**What is asked**:
Your task is to give the data again, exactly, with every line intact.

**Available records**:
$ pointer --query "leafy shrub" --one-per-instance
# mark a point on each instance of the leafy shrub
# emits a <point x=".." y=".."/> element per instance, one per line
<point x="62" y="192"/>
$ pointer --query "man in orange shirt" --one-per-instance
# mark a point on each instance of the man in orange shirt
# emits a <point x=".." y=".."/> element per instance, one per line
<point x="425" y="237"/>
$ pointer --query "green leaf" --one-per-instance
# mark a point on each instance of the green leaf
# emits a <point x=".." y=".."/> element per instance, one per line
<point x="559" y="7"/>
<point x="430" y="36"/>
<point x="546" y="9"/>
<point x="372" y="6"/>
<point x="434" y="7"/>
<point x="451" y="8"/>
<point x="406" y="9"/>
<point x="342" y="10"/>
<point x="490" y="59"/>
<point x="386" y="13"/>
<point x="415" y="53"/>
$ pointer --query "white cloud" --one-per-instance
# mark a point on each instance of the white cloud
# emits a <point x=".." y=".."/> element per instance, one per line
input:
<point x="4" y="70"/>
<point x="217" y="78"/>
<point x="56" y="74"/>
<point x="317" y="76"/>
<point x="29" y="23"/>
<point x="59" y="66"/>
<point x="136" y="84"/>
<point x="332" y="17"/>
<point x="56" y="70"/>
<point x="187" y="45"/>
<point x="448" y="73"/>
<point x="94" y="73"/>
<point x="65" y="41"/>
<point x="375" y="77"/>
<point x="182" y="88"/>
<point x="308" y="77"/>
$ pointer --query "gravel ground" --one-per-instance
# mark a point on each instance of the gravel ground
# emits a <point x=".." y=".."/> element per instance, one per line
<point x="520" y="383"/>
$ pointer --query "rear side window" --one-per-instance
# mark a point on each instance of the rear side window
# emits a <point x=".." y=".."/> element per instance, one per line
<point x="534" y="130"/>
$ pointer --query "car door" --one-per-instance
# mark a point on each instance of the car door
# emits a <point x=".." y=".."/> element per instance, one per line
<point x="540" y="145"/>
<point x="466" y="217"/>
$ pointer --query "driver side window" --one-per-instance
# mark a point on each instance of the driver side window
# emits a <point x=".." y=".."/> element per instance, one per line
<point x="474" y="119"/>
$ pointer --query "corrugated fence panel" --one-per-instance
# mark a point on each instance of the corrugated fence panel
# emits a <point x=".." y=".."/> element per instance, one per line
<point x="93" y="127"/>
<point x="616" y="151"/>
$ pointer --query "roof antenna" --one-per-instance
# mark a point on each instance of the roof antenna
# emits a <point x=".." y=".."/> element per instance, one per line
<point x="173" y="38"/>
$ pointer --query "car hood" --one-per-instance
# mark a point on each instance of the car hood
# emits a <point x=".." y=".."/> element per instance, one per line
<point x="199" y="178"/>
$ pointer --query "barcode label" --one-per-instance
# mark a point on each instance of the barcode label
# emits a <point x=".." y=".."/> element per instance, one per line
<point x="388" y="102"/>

**Solution for this exercise**:
$ pointer --query "leafy shrub" --one-per-instance
# mark a point on each instance of the leafy shrub
# emits a <point x=".." y=".."/> element per instance, one per line
<point x="62" y="192"/>
$ pointer --query "man in orange shirt" --one-per-instance
# mark a point on each instance of the man in orange shirt
# emits a <point x=".." y=".."/> element per instance, one per line
<point x="425" y="237"/>
$ pointer --query "green leaf" --one-per-instance
# mark a point on each instance of the green leaf
# emits a <point x=".." y=".."/> element per instance, one per line
<point x="559" y="7"/>
<point x="430" y="36"/>
<point x="546" y="9"/>
<point x="372" y="6"/>
<point x="434" y="7"/>
<point x="451" y="8"/>
<point x="406" y="9"/>
<point x="342" y="10"/>
<point x="490" y="59"/>
<point x="386" y="13"/>
<point x="415" y="53"/>
$ pointer --query "white cloud" --one-per-instance
# mark a point on each instance of the white cloud
# emits a <point x=".." y=".."/> element per instance, one per line
input:
<point x="4" y="70"/>
<point x="217" y="78"/>
<point x="56" y="74"/>
<point x="317" y="76"/>
<point x="29" y="23"/>
<point x="59" y="66"/>
<point x="136" y="84"/>
<point x="332" y="17"/>
<point x="56" y="70"/>
<point x="187" y="45"/>
<point x="448" y="73"/>
<point x="94" y="73"/>
<point x="65" y="41"/>
<point x="375" y="77"/>
<point x="182" y="88"/>
<point x="308" y="77"/>
$ pointer --query "gravel ground" --one-per-instance
# mark a point on each instance of the gravel ground
# emits a <point x=".." y=".."/> element per instance, one per line
<point x="520" y="383"/>
$ pointer --query "rear side window" --one-per-instance
# mark a point on each instance of the rear side window
# emits a <point x=".." y=".."/> element per instance, one per line
<point x="534" y="130"/>
$ pointer --query "car door" --one-per-instance
# mark a point on each instance of the car door
# emits a <point x=".." y=".."/> element per instance, one per line
<point x="540" y="145"/>
<point x="466" y="217"/>
$ pointer --query "driver side window" --one-per-instance
# mark a point on each instance of the driver side window
# emits a <point x=".." y=".."/> element per instance, one per line
<point x="474" y="119"/>
$ pointer --query "corrugated fence panel" --one-per-instance
# mark a point on each instance of the corrugated fence panel
# emits a <point x=".." y=".."/> element per instance, one per line
<point x="93" y="127"/>
<point x="616" y="151"/>
$ pointer --query "roof antenna" --one-per-instance
# mark a point on each instance of the roof antenna
# emits a <point x=".." y=".."/> element per instance, one per line
<point x="173" y="38"/>
$ pointer --query "car hood" --one-per-instance
# mark a point on each instance of the car hood
# emits a <point x=".." y=".."/> element per instance, one per line
<point x="199" y="178"/>
$ pointer --query "barcode label" --one-per-instance
# mark a point on each instance of the barcode label
# emits a <point x=".." y=".."/> element per instance, one per line
<point x="388" y="102"/>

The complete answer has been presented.